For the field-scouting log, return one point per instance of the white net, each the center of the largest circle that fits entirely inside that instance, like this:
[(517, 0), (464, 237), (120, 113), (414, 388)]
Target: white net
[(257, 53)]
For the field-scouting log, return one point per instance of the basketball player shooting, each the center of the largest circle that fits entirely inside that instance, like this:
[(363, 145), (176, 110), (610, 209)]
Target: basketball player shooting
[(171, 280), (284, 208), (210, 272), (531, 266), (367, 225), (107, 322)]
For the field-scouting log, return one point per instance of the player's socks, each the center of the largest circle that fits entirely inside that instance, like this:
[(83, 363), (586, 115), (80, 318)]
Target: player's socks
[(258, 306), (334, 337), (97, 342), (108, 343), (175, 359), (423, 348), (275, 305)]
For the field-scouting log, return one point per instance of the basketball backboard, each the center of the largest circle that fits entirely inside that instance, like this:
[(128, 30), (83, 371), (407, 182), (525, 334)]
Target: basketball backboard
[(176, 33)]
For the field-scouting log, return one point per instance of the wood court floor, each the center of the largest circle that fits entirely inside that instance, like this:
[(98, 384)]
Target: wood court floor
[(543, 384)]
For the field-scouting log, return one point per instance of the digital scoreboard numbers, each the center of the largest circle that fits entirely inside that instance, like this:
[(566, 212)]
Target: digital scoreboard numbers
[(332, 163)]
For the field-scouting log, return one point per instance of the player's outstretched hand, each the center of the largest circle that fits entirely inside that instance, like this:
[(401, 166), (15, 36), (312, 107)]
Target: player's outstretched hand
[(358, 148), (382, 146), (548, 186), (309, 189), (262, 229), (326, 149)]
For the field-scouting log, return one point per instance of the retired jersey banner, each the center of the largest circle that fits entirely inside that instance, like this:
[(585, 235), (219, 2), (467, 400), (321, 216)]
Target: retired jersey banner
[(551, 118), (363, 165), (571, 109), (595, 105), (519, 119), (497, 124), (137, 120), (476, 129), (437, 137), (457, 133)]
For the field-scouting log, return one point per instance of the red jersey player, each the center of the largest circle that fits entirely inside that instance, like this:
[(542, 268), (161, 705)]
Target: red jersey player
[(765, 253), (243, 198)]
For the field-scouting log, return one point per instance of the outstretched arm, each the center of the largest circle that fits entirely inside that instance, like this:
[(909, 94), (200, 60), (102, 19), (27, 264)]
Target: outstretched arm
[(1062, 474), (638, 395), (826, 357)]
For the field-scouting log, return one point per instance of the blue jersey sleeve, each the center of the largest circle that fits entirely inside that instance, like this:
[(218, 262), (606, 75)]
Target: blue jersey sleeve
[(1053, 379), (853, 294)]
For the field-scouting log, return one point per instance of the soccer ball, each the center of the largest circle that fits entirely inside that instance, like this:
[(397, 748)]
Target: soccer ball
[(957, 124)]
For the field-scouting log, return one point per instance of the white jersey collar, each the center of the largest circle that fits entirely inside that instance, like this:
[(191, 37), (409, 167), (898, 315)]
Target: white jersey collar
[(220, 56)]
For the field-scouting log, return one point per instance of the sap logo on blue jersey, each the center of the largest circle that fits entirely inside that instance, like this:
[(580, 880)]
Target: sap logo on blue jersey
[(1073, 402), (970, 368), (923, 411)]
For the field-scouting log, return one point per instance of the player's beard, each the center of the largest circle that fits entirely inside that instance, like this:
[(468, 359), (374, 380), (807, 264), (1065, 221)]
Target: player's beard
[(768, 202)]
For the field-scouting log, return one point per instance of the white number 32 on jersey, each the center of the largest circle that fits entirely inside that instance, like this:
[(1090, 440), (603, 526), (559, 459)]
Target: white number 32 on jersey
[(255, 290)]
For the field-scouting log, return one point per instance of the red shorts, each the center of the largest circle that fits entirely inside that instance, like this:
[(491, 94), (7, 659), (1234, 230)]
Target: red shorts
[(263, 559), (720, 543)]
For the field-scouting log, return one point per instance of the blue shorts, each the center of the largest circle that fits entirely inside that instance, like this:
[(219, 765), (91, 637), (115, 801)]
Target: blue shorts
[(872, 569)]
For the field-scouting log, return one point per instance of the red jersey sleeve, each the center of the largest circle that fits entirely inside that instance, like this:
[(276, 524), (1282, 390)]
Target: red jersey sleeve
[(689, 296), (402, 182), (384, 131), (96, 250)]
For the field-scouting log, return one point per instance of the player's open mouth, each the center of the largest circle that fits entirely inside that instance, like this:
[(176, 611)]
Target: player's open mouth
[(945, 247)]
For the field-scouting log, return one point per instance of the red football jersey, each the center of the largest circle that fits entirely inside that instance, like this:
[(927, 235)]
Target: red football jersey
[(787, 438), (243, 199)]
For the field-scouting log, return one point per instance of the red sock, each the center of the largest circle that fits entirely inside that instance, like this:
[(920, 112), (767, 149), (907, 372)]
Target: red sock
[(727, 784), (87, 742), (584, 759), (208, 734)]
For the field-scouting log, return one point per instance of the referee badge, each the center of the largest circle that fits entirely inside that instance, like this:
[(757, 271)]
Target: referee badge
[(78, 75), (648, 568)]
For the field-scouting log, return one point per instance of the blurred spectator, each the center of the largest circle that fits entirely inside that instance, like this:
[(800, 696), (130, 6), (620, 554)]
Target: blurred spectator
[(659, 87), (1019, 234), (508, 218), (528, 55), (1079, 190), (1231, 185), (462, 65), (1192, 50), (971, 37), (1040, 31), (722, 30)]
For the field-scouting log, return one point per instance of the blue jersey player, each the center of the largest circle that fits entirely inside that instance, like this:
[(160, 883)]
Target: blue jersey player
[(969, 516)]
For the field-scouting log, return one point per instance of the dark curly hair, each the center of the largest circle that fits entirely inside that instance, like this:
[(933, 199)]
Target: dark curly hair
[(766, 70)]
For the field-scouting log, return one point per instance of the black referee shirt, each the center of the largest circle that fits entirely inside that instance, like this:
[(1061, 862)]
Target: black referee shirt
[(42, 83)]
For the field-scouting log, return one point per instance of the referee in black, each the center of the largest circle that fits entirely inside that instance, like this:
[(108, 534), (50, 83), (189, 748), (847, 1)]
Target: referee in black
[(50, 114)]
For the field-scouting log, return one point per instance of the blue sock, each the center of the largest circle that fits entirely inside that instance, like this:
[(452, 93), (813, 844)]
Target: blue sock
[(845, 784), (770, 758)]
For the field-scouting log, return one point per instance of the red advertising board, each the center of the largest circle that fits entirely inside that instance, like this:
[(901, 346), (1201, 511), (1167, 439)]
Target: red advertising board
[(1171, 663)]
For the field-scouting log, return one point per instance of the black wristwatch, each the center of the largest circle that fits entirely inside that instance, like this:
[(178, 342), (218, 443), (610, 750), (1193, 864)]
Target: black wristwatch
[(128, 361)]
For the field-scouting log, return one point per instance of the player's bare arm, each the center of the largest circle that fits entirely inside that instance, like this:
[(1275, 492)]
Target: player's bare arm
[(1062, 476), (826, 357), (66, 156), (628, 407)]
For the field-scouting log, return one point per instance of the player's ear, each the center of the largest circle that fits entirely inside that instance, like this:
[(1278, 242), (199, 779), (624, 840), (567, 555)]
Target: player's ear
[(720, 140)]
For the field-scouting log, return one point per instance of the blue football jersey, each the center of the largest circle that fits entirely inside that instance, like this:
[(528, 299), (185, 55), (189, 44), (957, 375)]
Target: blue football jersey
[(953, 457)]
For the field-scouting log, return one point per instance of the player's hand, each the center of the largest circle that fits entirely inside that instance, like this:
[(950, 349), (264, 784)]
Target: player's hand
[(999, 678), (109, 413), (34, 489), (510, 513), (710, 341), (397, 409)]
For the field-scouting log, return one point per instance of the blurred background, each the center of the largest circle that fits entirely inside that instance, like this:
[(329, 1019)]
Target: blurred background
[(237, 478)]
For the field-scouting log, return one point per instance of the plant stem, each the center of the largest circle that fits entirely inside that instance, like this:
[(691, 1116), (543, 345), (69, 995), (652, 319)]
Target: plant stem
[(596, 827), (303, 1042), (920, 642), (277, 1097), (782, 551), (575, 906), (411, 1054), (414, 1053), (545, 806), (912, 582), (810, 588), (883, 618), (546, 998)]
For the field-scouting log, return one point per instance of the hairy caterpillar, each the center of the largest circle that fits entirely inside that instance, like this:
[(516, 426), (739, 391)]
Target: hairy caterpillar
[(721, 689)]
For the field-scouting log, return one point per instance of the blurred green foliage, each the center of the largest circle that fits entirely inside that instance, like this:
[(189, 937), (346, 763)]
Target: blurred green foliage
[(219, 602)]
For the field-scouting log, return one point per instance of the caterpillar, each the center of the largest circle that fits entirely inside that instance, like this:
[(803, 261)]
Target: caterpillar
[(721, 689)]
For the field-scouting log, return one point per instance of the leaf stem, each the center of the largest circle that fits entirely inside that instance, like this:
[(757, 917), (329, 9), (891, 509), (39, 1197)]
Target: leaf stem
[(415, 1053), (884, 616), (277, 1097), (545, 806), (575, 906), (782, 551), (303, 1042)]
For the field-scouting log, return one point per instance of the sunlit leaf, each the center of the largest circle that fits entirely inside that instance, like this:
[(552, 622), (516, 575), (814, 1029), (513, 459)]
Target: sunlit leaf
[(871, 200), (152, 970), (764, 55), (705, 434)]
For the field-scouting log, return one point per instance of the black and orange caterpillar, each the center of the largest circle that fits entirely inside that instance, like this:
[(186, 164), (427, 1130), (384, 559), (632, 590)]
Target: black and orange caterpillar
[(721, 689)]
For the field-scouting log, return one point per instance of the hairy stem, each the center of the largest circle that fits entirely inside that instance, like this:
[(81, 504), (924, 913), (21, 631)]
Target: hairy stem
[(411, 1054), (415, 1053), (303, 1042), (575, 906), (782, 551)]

● ● ●

What is required: Retype the listing above, word for word, from its first line to the line containing "[(363, 145), (176, 110), (610, 209)]", both ends included.

Exercise result:
For the field-scouting log, return one point per instance of the white net, each the center of the largest circle that fits entirely inside that instance, like this:
[(517, 0), (464, 237), (120, 113), (414, 388)]
Target: white net
[(257, 53)]
For the field-scouting log, return one point per instance of the basketball player shooting, each the center of the largest circle that fits entirely inside that instance, like this:
[(363, 145), (176, 110), (610, 209)]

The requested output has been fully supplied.